-- PROMPT --
Restate each line of the listing exactly, without carrying over any pictures.

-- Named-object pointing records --
= = =
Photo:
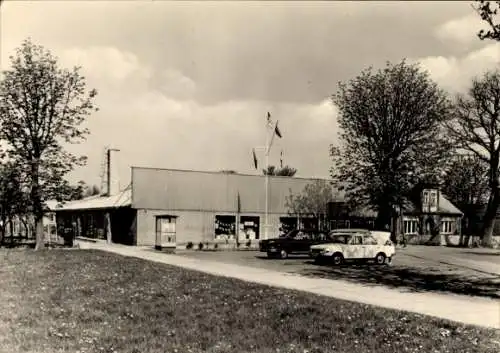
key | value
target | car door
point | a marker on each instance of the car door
(370, 247)
(354, 250)
(303, 242)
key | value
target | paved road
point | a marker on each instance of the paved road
(468, 262)
(476, 311)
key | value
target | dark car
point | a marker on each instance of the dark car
(294, 242)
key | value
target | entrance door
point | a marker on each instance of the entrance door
(165, 232)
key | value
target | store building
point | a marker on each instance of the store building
(175, 207)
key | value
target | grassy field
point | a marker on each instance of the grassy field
(90, 301)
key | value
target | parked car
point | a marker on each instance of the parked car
(294, 242)
(354, 246)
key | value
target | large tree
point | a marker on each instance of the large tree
(391, 136)
(283, 171)
(312, 201)
(42, 108)
(466, 185)
(489, 12)
(476, 127)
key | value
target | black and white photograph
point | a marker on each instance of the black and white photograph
(249, 176)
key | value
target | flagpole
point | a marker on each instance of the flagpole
(266, 226)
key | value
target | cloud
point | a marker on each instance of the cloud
(462, 30)
(455, 73)
(155, 121)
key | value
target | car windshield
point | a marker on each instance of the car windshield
(341, 238)
(291, 234)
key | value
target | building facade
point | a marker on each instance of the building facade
(171, 208)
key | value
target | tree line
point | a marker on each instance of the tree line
(399, 130)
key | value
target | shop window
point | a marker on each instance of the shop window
(249, 227)
(165, 231)
(287, 224)
(340, 224)
(225, 227)
(447, 227)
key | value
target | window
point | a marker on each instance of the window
(357, 240)
(410, 226)
(225, 226)
(370, 241)
(426, 199)
(447, 227)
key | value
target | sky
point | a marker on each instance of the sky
(187, 85)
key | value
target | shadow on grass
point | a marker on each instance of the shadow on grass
(485, 253)
(409, 278)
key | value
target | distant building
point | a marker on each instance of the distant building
(427, 216)
(171, 208)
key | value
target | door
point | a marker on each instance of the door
(304, 242)
(355, 248)
(165, 231)
(371, 247)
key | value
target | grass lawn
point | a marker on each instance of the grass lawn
(91, 301)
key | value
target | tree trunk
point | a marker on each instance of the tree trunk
(40, 239)
(384, 217)
(490, 217)
(36, 201)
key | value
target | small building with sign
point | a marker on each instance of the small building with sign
(426, 217)
(172, 208)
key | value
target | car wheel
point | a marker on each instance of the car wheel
(380, 259)
(337, 259)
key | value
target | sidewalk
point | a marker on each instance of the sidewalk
(468, 310)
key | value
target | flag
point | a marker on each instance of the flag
(277, 130)
(238, 202)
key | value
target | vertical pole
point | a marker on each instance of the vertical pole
(266, 226)
(108, 171)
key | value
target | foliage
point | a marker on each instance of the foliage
(42, 108)
(284, 171)
(488, 10)
(466, 181)
(391, 136)
(132, 299)
(475, 127)
(312, 200)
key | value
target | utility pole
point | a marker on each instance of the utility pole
(108, 169)
(108, 193)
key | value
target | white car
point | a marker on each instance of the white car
(354, 246)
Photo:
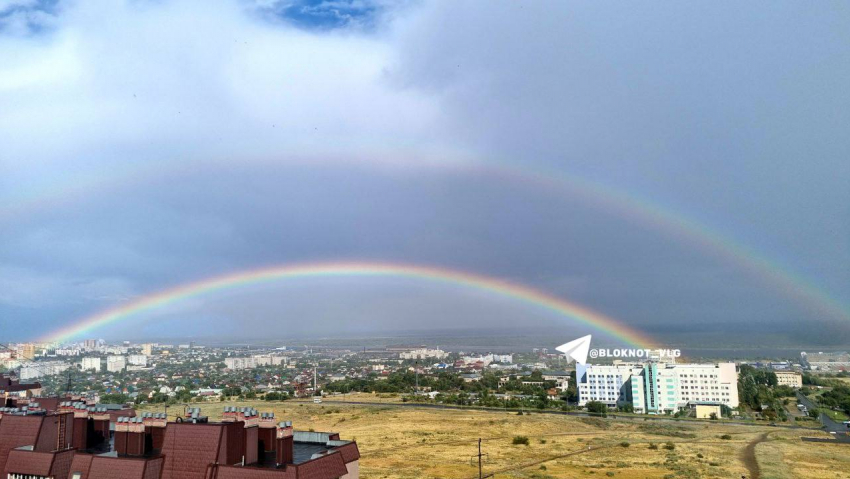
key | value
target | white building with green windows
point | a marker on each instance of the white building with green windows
(658, 388)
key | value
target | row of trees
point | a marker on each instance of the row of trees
(759, 390)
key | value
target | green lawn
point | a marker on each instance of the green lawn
(835, 415)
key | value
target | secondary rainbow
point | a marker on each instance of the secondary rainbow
(500, 287)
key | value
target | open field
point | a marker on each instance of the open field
(399, 443)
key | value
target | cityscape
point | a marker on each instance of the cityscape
(424, 239)
(116, 409)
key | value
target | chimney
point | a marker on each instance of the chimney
(193, 415)
(154, 424)
(267, 433)
(65, 430)
(80, 431)
(130, 437)
(245, 414)
(99, 418)
(285, 447)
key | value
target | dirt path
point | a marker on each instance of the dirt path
(748, 456)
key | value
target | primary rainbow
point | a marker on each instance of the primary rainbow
(521, 293)
(622, 203)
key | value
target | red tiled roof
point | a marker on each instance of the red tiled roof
(103, 467)
(349, 452)
(330, 466)
(190, 448)
(231, 472)
(29, 462)
(52, 464)
(17, 431)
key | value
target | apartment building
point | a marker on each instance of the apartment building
(662, 388)
(116, 364)
(789, 378)
(608, 384)
(91, 364)
(72, 440)
(137, 360)
(658, 388)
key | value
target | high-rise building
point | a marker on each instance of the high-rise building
(137, 360)
(91, 364)
(26, 352)
(608, 384)
(116, 364)
(658, 388)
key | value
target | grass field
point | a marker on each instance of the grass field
(398, 443)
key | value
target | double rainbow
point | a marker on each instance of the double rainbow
(495, 286)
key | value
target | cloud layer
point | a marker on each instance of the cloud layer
(150, 143)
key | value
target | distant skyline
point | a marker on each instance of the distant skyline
(148, 145)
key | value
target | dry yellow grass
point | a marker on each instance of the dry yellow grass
(398, 443)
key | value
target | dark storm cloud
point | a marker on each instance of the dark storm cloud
(328, 144)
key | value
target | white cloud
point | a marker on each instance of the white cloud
(121, 82)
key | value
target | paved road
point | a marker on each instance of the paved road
(829, 424)
(561, 413)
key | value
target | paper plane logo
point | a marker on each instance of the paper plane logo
(576, 349)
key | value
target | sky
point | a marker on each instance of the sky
(148, 144)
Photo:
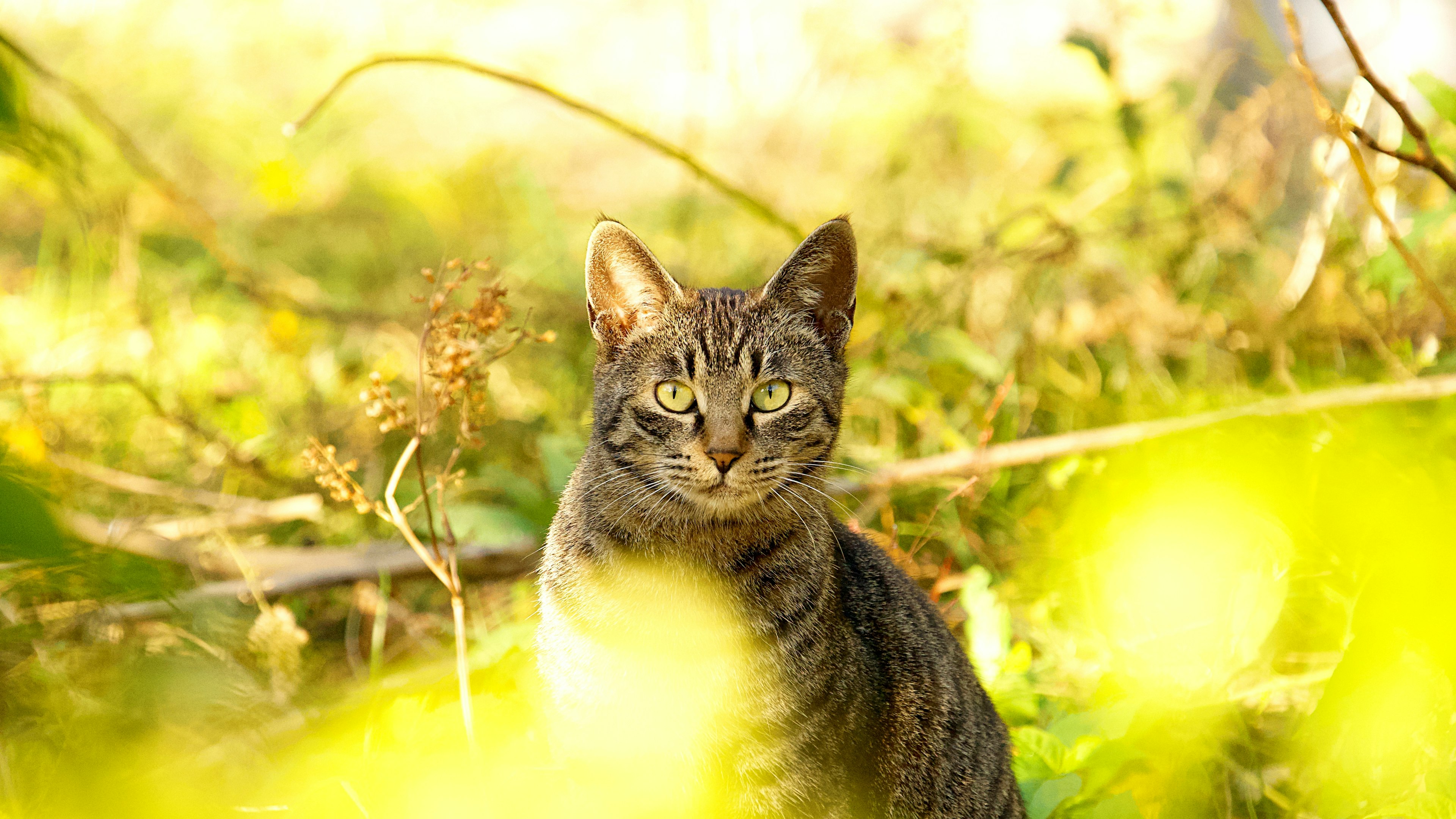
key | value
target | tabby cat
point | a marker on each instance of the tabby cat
(715, 411)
= = =
-- EXPECTED ANSWER --
Photo:
key | value
target | car door
point | a marker on each instance of the car door
(370, 247)
(354, 250)
(303, 242)
key | value
target | paved road
point | a marker on each instance of the paved road
(468, 262)
(476, 311)
key | value
target | dark car
point | a marker on each instance of the dark car
(294, 242)
key | value
target | entrance door
point | a marker on each instance of the entrance door
(165, 232)
key | value
target | store building
point | a marker on each instance of the store building
(175, 207)
key | value
target | grassy field
point | a marker on each instance of the grassy field
(90, 301)
key | value
target | parked car
point | a marker on each instance of the parked car
(294, 242)
(354, 246)
key | value
target | large tree
point | a marker on each instance of the large tree
(391, 136)
(283, 171)
(312, 201)
(42, 108)
(466, 185)
(489, 12)
(476, 127)
key | value
target | black and white photograph
point | a marker on each instance of the black and white photograph
(249, 176)
key | value
target | flagpole
point | a marker on each instance of the flagpole
(266, 226)
key | value
target | cloud
point | a marker on each instance of the cloud
(462, 30)
(455, 73)
(155, 121)
key | value
target | car windshield
point | a marker on each instance of the car windshield
(341, 238)
(291, 234)
key | value
target | building facade
point | a marker on each instance of the building facade
(171, 208)
key | value
target | tree line
point | a marker on each instance of the tree line
(399, 130)
key | value
target | shop window
point | a marker on each instance of the shop window
(249, 227)
(165, 231)
(287, 224)
(340, 224)
(225, 227)
(447, 227)
key | value
target | window
point | a marker on each instance of the window
(357, 240)
(410, 226)
(225, 226)
(370, 241)
(426, 199)
(447, 227)
key | value
target | sky
point | a marker on each instance of the sky
(187, 85)
key | value
target | shadow on grass
point | a marker on each instance of the shadow on grass
(485, 253)
(409, 278)
key | value
target | distant building
point | a marker on each instance of the distant building
(427, 216)
(171, 208)
key | value
target | door
point | a marker on each instance of the door
(304, 242)
(355, 248)
(165, 231)
(371, 247)
key | value
target | grass lawn
point | a marker on each instance of the grass lawn
(91, 301)
key | value
target | tree trunk
point | a marker on each instance of the tree trunk
(40, 239)
(384, 217)
(490, 217)
(36, 201)
key | value
target | small building with sign
point | a marker on each instance of the small building with sign
(426, 217)
(172, 208)
key | value
target | car wheel
point | a marker on each instance of the car wheel
(380, 259)
(337, 259)
key | value
target | sidewalk
point | a marker on each instance of the sidewalk
(468, 310)
key | value
target | flag
point | a marker on each instance of the flag
(277, 130)
(238, 202)
key | value
target | vertical pole
point | a marker on each instance of the vertical pole
(266, 226)
(108, 171)
key | value
target | foliage
point | a marker on each instance of the foliage
(42, 108)
(284, 171)
(488, 10)
(466, 181)
(391, 136)
(132, 299)
(475, 127)
(312, 200)
key | value
target | utility pole
point | a marker on each instance of the utility pole
(108, 169)
(108, 193)
key | value
target | white car
point | a marker on each instance of the white car
(354, 246)
Photo:
key | value
target | white building with green windows
point | a marker on each instance of the white building with green windows
(658, 388)
key | value
target | row of trees
point | a marker on each instance of the row of trees
(759, 390)
key | value
target | green lawn
point | a marker on each instance of the green lawn
(835, 415)
key | value
target | secondary rainbow
point | a marker on each instance of the secondary rainbow
(500, 287)
key | value
target | open field
point | a marker on each instance of the open field
(399, 443)
key | value
target | cityscape
point | a marker on each instance of the cityscape
(424, 239)
(116, 409)
key | value
target | chimney
point | a marker on each instance of the chimney
(193, 415)
(154, 424)
(267, 433)
(65, 430)
(80, 431)
(130, 437)
(245, 414)
(99, 418)
(285, 447)
key | value
target | dirt path
point | a marker on each instance of the dirt path
(748, 456)
key | value
target | primary rainbow
point | a marker on each instance of the primary rainbow
(521, 293)
(622, 203)
key | value
target | red tiled roof
point | a marker on each instance of the red tiled roof
(103, 467)
(349, 452)
(330, 466)
(190, 448)
(231, 472)
(29, 462)
(52, 464)
(17, 431)
key | value
target | apartment building
point | a marker on each instance of the apartment building
(662, 388)
(116, 364)
(789, 378)
(608, 384)
(91, 364)
(72, 440)
(137, 360)
(658, 388)
key | value
target | high-rise building
point | a marker on each instance of the high-rise building
(137, 360)
(91, 364)
(26, 352)
(608, 384)
(116, 364)
(658, 388)
key | value
target | grass field
point | a marker on each instance of the grass field
(398, 443)
key | value
target | double rainbow
point | a marker on each instance of the double rainbow
(495, 286)
key | value
target | cloud layer
point | a marker on each instance of the cloud layer
(150, 143)
key | value
target | distant skyline
point | a marker on each instance of the distant skyline
(148, 145)
key | value
target | dry yellow grass
point | a marker on each instance of the dry yellow grass
(398, 443)
key | value
target | dark storm cloud
point | a marker on each instance of the dark storm cloud
(328, 144)
key | value
target | white cloud
point | a marker on each instance of the white cloud
(121, 82)
key | value
target | paved road
point | a marker on each instance of the paved road
(829, 424)
(561, 413)
key | value
target | paper plane logo
point | a marker on each instance of the paper plane logo
(576, 349)
key | value
target | sky
point | a marker on each instance of the sky
(148, 144)
Photo:
key | value
target | tabby cat
point | a marker on each instance of the tabby cat
(715, 411)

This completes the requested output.